EXERCISE DESCRIPTION:
Your answer should be the lines of the material that include the word "unpaved".

DATA SECTION:
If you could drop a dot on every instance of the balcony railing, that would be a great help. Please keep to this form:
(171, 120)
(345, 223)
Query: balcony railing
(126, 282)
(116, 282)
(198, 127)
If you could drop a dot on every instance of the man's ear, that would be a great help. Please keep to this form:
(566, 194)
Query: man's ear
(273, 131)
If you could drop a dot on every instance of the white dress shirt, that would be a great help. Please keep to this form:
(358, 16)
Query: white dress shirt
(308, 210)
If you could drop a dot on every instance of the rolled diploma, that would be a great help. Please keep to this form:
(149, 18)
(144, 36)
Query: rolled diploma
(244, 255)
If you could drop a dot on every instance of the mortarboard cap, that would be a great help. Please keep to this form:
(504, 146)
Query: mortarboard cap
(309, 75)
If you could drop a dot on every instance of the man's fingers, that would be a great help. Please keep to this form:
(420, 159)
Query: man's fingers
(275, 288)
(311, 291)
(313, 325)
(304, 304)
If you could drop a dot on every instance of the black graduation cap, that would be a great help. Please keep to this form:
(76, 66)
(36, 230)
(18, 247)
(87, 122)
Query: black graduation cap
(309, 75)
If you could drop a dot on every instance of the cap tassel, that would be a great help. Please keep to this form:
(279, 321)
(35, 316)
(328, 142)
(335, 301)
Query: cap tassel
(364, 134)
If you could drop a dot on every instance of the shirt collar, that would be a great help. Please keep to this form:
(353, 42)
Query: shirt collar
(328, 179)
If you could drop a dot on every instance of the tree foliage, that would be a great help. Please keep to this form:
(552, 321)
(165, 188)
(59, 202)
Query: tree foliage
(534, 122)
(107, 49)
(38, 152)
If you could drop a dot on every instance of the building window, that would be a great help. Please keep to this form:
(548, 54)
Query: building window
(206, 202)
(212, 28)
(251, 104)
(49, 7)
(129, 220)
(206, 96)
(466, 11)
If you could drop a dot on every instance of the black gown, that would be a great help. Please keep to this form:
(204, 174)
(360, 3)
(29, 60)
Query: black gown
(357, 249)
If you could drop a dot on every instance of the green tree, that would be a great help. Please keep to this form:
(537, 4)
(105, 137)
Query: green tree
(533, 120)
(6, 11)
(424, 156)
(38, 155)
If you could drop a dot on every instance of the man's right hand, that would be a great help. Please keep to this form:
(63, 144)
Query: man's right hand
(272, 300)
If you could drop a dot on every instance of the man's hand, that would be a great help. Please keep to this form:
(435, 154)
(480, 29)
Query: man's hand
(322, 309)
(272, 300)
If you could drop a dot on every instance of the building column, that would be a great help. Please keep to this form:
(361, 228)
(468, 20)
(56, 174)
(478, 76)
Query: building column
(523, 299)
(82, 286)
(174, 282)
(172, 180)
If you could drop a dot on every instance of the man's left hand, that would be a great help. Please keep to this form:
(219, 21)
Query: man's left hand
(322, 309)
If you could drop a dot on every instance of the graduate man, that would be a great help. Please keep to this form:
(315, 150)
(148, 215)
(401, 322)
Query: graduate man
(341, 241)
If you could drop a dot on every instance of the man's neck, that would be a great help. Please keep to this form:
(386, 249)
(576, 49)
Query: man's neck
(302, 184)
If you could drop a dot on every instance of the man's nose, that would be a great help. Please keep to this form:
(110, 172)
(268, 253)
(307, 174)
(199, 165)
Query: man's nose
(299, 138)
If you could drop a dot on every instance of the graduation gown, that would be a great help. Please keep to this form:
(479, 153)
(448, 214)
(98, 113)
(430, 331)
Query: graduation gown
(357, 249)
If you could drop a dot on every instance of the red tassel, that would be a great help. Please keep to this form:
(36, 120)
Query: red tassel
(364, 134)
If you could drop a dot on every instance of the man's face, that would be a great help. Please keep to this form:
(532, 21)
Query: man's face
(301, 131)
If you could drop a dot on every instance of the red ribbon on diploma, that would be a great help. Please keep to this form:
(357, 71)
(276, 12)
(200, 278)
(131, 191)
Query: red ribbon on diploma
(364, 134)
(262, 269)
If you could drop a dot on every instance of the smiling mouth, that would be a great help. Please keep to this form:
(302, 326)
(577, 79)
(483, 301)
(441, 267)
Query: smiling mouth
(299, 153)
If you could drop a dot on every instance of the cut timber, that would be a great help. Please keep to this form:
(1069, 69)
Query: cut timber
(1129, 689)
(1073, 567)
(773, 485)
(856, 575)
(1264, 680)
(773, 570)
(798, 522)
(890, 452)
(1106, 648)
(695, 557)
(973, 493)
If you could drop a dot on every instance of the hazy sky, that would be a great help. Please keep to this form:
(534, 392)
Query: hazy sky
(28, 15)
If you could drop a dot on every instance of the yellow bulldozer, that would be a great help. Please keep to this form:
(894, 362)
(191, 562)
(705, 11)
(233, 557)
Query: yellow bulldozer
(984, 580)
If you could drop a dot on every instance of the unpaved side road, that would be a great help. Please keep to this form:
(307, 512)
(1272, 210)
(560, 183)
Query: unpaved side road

YOUR RESPONSE:
If you could drop a dot on every instance of the unpaved side road, that would be a great help. Please keep to this form:
Query: unpaved side road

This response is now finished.